(Entradas sobre la localización de objetos nombrados)
════════════════════
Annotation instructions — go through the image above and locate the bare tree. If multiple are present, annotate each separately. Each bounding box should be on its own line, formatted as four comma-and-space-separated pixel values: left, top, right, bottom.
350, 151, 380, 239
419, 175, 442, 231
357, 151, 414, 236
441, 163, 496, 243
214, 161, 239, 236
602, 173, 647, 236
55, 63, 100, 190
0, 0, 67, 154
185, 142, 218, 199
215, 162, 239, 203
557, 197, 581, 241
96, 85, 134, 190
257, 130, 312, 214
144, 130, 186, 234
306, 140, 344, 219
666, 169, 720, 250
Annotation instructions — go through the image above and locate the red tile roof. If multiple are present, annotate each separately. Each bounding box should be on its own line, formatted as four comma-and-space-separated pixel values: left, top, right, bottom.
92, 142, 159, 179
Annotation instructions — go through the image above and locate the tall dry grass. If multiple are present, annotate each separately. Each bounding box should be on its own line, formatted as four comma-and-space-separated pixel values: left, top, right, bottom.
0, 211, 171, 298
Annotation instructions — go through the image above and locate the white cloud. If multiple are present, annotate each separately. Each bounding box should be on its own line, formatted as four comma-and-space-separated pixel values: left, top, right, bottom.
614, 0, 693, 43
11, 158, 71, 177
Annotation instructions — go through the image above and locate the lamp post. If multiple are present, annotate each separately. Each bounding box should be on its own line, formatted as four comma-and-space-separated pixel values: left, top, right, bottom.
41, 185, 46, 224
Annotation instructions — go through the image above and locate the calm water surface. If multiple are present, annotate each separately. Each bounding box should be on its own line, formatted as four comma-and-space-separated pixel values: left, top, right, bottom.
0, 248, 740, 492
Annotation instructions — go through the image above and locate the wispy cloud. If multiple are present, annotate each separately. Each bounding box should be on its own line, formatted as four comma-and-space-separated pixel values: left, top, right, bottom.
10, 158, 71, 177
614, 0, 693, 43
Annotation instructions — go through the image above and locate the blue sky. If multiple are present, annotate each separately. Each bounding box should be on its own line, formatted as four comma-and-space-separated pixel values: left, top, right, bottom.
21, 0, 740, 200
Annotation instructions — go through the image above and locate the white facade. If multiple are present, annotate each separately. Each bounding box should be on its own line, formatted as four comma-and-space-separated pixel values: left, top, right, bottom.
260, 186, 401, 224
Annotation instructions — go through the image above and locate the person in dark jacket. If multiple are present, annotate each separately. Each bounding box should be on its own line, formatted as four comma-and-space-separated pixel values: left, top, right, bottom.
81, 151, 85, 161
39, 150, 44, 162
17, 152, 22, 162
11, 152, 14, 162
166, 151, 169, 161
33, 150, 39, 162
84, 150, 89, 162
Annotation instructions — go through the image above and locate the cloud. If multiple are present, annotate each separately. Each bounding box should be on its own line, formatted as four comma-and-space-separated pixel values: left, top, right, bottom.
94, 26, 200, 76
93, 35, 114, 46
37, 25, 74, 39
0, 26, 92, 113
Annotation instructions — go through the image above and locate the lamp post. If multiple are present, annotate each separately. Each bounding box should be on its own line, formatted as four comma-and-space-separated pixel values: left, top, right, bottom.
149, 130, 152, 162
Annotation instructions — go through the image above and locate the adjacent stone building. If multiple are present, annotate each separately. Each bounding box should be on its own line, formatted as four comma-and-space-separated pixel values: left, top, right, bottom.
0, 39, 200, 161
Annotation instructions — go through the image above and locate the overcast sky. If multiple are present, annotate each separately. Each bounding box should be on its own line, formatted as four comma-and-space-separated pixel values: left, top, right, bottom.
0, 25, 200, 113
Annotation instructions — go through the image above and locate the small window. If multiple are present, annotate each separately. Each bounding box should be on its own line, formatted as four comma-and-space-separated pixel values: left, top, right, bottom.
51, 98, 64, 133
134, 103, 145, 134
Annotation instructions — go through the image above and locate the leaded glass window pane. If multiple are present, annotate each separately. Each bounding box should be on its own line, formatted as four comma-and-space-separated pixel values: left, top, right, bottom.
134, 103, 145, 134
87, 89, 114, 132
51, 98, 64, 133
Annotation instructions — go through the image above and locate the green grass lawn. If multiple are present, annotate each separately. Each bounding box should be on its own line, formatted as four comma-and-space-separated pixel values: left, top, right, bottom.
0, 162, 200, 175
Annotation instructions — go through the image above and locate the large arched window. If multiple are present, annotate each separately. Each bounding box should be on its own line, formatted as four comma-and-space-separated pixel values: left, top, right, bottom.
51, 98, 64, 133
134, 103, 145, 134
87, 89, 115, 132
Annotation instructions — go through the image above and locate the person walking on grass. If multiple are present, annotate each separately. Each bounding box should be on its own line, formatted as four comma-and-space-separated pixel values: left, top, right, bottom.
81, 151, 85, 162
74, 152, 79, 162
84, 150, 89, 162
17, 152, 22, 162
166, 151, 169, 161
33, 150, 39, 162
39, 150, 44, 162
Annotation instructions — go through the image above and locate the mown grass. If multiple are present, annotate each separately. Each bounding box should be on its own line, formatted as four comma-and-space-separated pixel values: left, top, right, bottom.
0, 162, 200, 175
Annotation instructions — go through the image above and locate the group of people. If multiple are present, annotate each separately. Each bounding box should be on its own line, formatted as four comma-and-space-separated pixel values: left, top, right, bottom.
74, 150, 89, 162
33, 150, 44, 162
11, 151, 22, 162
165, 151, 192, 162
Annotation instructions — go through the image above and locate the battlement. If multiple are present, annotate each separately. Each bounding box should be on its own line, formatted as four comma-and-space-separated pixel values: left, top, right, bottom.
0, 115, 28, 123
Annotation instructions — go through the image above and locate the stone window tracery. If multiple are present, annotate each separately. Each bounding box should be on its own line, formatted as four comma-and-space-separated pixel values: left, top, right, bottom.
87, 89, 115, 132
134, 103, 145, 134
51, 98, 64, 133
════════════════════
▶ _TAREA PLANTEADA_
Por favor, extrae todas las líneas del material sin alterar ni un carácter, en el mismo orden.

▶ _RESULTADO ESPERADO_
Annotation instructions — go through the image above and locate the bare tree. If multiple are present, annotate each separately. Each bounding box should be on its own line, formatted as four comma-and-space-separated pixel values: left, top, right, bottom.
350, 151, 380, 239
419, 175, 442, 231
357, 151, 414, 236
441, 163, 496, 243
214, 161, 239, 236
602, 173, 647, 236
55, 63, 100, 190
0, 0, 67, 154
185, 142, 218, 199
215, 162, 239, 203
557, 197, 581, 241
96, 85, 134, 190
257, 130, 312, 214
144, 130, 186, 234
306, 140, 344, 219
666, 169, 720, 250
Annotation instructions — go through the image above and locate the red tile roof. If multiple are present, annotate each separately. Each bounding box should be on its own line, formatted as four comma-and-space-separated pixel values: left, top, right, bottom.
92, 142, 159, 179
Annotation instructions — go through the image above and locate the tall dry grass. If multiple are present, annotate each separately. Each bounding box should be on its own line, formatted as four comma-and-space-separated pixel values: left, top, right, bottom.
0, 211, 171, 298
Annotation instructions — go through the image above and locate the white cloud. If multiple are present, annotate each separately. Each bounding box should be on its own line, formatted as four comma-and-space-separated pixel values: left, top, right, bottom.
614, 0, 693, 43
11, 158, 71, 177
Annotation instructions — go through the image above and locate the lamp post. If multiple are present, annotate each separately. Each bounding box should be on its own line, formatted as four comma-and-space-separated pixel values: left, top, right, bottom.
41, 185, 46, 224
Annotation instructions — go through the image above and locate the calm water surface. If multiple are present, annotate each separately. Each bounding box should be on its own line, formatted as four comma-and-space-separated pixel values: left, top, right, bottom.
0, 248, 740, 492
Annotation instructions — go through the image above and locate the wispy cloud. If multiple are present, annotate each separately. Each bounding box should be on its own line, formatted as four comma-and-space-separated pixel values: left, top, right, bottom.
10, 158, 71, 177
614, 0, 693, 43
Annotation instructions — go through the image above and locate the blue sky. If multiple are present, annotate each separately. Each bounding box should be on its own line, formatted as four comma-and-space-separated pixel values: left, top, right, bottom.
21, 0, 740, 200
Annotation instructions — go through the image above and locate the white facade. If multiple are present, annotate each separately. Each bounding box should be on its own line, formatted as four comma-and-space-separated pixel values: left, top, right, bottom.
260, 186, 401, 224
Annotation instructions — go through the image above and locate the person in dark jacket. If multiple are present, annotate each separately. Each bounding box should be on its own line, formatted as four comma-and-space-separated pixel values: left, top, right, bottom.
81, 151, 85, 161
39, 150, 44, 162
17, 152, 22, 162
11, 152, 14, 162
166, 151, 169, 161
33, 150, 39, 162
84, 150, 89, 162
Annotation instructions — go through the image above and locate the cloud. If multiple are present, annotate each separately. Each bounding box should be on its own line, formatted as four comma-and-space-separated pixel values: left, top, right, bottom.
94, 26, 200, 76
93, 35, 114, 46
37, 25, 74, 39
0, 26, 92, 113
Annotation instructions — go through the image above and locate the lamp post. If multiple are present, annotate each separately. Each bounding box should be on its own line, formatted as four comma-and-space-separated pixel values: left, top, right, bottom.
149, 130, 152, 162
Annotation instructions — go through the image above and locate the adjacent stone building. If multiple are present, annotate each separately. Each bounding box should be on its own line, formatted as four comma-and-space-separated pixel values: left, top, right, bottom.
0, 39, 200, 161
Annotation instructions — go through the image above and locate the overcast sky. If multiple are present, annotate each separately. Each bounding box should be on its own line, formatted as four comma-and-space-separated pixel values: left, top, right, bottom.
0, 25, 200, 113
Annotation instructions — go through the image above and locate the small window. If multiple are present, annotate each separately. Each bounding box should be on its own line, formatted as four comma-and-space-separated pixel values: left, top, right, bottom.
51, 98, 64, 133
134, 103, 145, 134
Annotation instructions — go through the image above and locate the leaded glass window pane. If multiple are present, annotate each separately. Each bounding box should be on its own line, formatted as four comma-and-space-separated pixel values: left, top, right, bottom.
134, 103, 145, 134
87, 89, 114, 132
51, 98, 64, 133
Annotation instructions — go through the image above and locate the green grass lawn. If multiple are present, annotate each separately. Each bounding box should be on its own line, formatted as four comma-and-space-separated pixel values: left, top, right, bottom.
0, 162, 200, 175
Annotation instructions — go through the image above and locate the large arched window. If multiple are present, annotate each separately. Each bounding box should be on its own line, formatted as four comma-and-space-separated pixel values: left, top, right, bottom.
51, 98, 64, 133
134, 103, 145, 134
87, 89, 115, 132
Annotation instructions — go through the image above and locate the person walking on grass. If multiple are present, annotate each separately. Each bounding box should be on its own line, formatted as four comma-and-space-separated pixel values: left, top, right, bottom.
81, 151, 85, 162
74, 152, 79, 162
84, 150, 89, 162
17, 152, 22, 162
166, 151, 169, 161
33, 150, 39, 162
39, 150, 44, 162
Annotation instructions — go through the image above and locate the mown grass. If multiple are present, annotate each separately. Each bounding box should be on its own line, formatted as four comma-and-space-separated pixel values: left, top, right, bottom.
0, 162, 200, 175
Annotation instructions — go through the image above and locate the group of people. If multiple are present, annotate each separately. Each bounding box should be on its own line, formatted as four comma-and-space-separated pixel values: left, top, right, bottom.
74, 150, 89, 162
33, 150, 44, 162
11, 151, 22, 162
165, 151, 192, 162
Annotation instructions — go through the image above and locate the battlement. If multiple are present, annotate each separately. Each bounding box should be on its own line, formatted as four comma-and-space-separated pixel values: left, top, right, bottom.
0, 115, 28, 123
Annotation instructions — go through the image above and locate the stone window tracery. If multiple are present, annotate each separately. Each bounding box should be on its own line, formatted as four comma-and-space-separated pixel values: left, top, right, bottom.
87, 89, 115, 132
134, 103, 145, 134
51, 98, 64, 133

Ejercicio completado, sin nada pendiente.